_Directive_
Starting at the line containing "bush in this photo." and running through the end of the entries below, rewrite those lines as a numbered list. Skip blank lines, and leave the pictures out.

_Listed entries_
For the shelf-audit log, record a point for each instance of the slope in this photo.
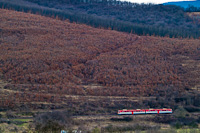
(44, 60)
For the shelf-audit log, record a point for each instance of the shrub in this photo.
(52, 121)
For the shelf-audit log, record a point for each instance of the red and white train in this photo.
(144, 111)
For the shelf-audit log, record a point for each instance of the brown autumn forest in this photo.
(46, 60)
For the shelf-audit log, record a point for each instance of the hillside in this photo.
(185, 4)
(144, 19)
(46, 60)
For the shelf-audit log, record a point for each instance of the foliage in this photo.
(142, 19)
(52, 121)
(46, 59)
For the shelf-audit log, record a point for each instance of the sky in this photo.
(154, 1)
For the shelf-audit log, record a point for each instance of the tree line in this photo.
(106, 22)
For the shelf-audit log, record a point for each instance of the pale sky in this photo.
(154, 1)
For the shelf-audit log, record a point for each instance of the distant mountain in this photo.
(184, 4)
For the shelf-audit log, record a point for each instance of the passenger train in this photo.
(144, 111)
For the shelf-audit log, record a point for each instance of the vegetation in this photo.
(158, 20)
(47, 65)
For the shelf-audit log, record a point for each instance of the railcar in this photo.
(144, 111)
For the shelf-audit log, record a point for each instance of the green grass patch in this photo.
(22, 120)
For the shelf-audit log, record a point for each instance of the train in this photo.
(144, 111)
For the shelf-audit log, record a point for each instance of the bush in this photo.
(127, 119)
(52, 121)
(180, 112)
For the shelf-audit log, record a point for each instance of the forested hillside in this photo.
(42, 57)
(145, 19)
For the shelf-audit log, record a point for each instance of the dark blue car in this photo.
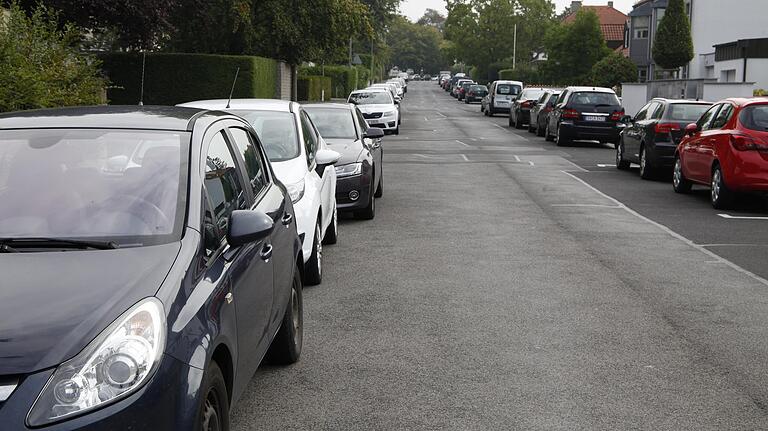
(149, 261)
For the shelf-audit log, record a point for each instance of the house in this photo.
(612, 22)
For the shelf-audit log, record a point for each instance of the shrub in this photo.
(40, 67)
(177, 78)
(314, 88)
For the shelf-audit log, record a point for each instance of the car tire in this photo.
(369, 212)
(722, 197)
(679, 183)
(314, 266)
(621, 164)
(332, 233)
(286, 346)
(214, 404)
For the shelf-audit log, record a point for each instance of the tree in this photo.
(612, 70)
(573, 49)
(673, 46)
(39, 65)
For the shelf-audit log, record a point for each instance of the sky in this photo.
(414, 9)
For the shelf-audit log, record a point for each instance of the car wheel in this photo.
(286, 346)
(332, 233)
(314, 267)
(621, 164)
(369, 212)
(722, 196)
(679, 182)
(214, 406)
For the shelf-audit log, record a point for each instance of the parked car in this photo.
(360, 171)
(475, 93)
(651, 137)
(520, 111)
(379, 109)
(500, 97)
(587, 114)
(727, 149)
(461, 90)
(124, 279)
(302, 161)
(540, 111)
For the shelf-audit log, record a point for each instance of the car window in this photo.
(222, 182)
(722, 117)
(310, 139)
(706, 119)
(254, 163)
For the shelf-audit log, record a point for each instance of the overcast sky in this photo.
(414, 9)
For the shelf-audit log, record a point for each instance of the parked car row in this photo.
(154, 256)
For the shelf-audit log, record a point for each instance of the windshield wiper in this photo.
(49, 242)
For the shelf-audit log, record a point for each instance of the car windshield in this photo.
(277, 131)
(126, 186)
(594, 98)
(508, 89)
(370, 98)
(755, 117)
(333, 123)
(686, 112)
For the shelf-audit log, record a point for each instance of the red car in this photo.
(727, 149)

_Written solution_
1. For the shelf-audit log, record a point for each instance of the bush in this photo.
2. (127, 119)
3. (52, 121)
4. (180, 112)
5. For the shelf-audit log, record a point for each instance of the forested hillside in this photo.
6. (42, 57)
7. (145, 19)
8. For the shelf-audit log, record a point for each instance of the dark blue car in this photo.
9. (149, 261)
10. For the shelf-audit log, record a point for each instance of the house in this photo.
11. (612, 22)
12. For the shelf-audit log, record a point for each instance of the shrub in this photo.
13. (40, 67)
14. (177, 78)
15. (314, 88)
16. For the shelf-audit log, record a point for each instance of the car tire in this photo.
17. (369, 212)
18. (722, 197)
19. (679, 183)
20. (314, 266)
21. (621, 164)
22. (332, 233)
23. (286, 346)
24. (214, 404)
25. For the shelf-audit log, record a point for each instance of the tree in this photo.
26. (612, 70)
27. (573, 49)
28. (673, 46)
29. (39, 65)
30. For the shelf-audit log, record a point for each instance of the sky in this photo.
31. (414, 9)
32. For the shelf-audit log, record a point for each instance of the car wheel in this photo.
33. (286, 346)
34. (332, 233)
35. (314, 267)
36. (621, 164)
37. (369, 212)
38. (722, 196)
39. (679, 182)
40. (214, 406)
41. For the shelf-audit log, record a point for each instance of the parked car in this photo.
42. (360, 171)
43. (475, 93)
44. (651, 137)
45. (520, 111)
46. (379, 109)
47. (500, 97)
48. (587, 114)
49. (727, 149)
50. (461, 90)
51. (124, 279)
52. (302, 161)
53. (540, 111)
54. For the shelf-audit log, record a point for each instance of the car window in this photo.
55. (222, 182)
56. (722, 117)
57. (310, 139)
58. (706, 119)
59. (254, 163)
60. For the shelf-audit log, record a point for each instance of the overcast sky in this photo.
61. (414, 9)
62. For the shelf-audit log, record a point for each instance of the parked car row in this photo.
63. (154, 256)
64. For the shelf-audit log, record a point for each instance of the windshield wiper in this photo.
65. (49, 242)
66. For the shelf-audit log, record a point for each instance of the car windshield in this photo.
67. (277, 131)
68. (126, 186)
69. (594, 98)
70. (508, 89)
71. (370, 98)
72. (755, 117)
73. (333, 123)
74. (686, 112)
75. For the shelf-audit log, record a point for each instance of the red car in this photo.
76. (727, 149)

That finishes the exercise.